TASK DESCRIPTION -> Copy out everything from the line containing "Would you be able to pick out the ship" down to the end of the material below, keeping every line unchanged.

DATA TO USE ->
☆ ☆ ☆ ☆

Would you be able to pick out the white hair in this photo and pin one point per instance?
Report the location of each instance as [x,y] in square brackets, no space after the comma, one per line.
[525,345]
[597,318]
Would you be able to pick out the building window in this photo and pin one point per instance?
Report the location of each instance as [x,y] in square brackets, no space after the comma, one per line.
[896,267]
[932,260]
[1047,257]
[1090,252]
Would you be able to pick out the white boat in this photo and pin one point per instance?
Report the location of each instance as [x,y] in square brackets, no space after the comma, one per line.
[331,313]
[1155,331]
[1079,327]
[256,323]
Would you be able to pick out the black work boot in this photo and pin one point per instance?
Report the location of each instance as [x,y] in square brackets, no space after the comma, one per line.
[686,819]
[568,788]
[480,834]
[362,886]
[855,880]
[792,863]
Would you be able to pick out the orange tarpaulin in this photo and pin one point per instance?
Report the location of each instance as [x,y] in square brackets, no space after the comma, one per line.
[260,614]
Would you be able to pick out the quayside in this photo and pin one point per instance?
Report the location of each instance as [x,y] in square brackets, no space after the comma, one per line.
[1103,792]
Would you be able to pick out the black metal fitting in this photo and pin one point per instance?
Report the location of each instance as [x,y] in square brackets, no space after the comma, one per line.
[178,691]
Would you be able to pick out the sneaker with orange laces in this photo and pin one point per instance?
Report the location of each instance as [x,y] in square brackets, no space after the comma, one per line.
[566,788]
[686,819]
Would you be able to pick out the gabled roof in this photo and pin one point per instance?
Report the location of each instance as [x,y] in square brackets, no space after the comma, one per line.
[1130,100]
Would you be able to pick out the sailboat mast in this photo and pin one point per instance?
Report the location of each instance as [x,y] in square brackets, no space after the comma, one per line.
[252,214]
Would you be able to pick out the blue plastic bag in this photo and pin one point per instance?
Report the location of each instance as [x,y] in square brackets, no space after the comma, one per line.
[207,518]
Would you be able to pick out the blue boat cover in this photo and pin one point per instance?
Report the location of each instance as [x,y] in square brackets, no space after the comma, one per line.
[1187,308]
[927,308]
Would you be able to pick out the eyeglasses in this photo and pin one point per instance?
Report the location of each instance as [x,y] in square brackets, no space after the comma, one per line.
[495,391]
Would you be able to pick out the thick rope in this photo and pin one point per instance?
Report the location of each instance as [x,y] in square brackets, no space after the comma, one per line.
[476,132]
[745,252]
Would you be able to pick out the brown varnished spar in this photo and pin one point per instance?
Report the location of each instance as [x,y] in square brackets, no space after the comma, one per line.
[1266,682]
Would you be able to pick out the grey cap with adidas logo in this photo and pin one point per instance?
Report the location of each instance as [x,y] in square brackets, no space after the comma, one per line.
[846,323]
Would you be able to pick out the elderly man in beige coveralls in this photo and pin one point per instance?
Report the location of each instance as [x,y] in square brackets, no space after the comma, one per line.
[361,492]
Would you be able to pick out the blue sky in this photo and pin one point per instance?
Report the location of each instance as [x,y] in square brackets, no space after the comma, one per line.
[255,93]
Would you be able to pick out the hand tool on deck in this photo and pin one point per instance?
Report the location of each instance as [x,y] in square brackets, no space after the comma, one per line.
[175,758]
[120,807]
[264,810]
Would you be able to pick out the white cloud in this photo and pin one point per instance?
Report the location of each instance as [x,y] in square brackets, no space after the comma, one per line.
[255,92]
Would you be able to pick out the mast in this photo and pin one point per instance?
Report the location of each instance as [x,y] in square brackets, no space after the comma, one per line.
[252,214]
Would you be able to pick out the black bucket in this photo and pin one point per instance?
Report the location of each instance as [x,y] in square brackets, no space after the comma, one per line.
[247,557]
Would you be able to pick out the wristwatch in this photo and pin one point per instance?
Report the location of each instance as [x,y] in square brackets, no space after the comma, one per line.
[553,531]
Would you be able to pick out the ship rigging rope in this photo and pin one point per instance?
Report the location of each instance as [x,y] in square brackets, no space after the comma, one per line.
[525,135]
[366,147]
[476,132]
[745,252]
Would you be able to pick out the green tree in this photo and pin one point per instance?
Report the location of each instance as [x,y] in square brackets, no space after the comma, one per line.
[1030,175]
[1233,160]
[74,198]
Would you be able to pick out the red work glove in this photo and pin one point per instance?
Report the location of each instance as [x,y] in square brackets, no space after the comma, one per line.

☆ ☆ ☆ ☆

THE ANSWER ->
Would you be able to pick out the ship rigging rope in this photo and pin one point per instance?
Report the location of each instance as [x,y] in square brackets, no space after the comma, one per line.
[525,135]
[366,147]
[476,132]
[745,252]
Would you be able to pick out the green tree in this photo and pin one point per instance?
Report the location of each instance as [x,y] in square brackets, no space after the comma, one per line.
[1030,175]
[1233,160]
[74,198]
Would you be able to pick out the red work glove in this photo and pin one point per instance?
Report the location of each instance as [x,y] in square brackets, no space after the comma, one per line.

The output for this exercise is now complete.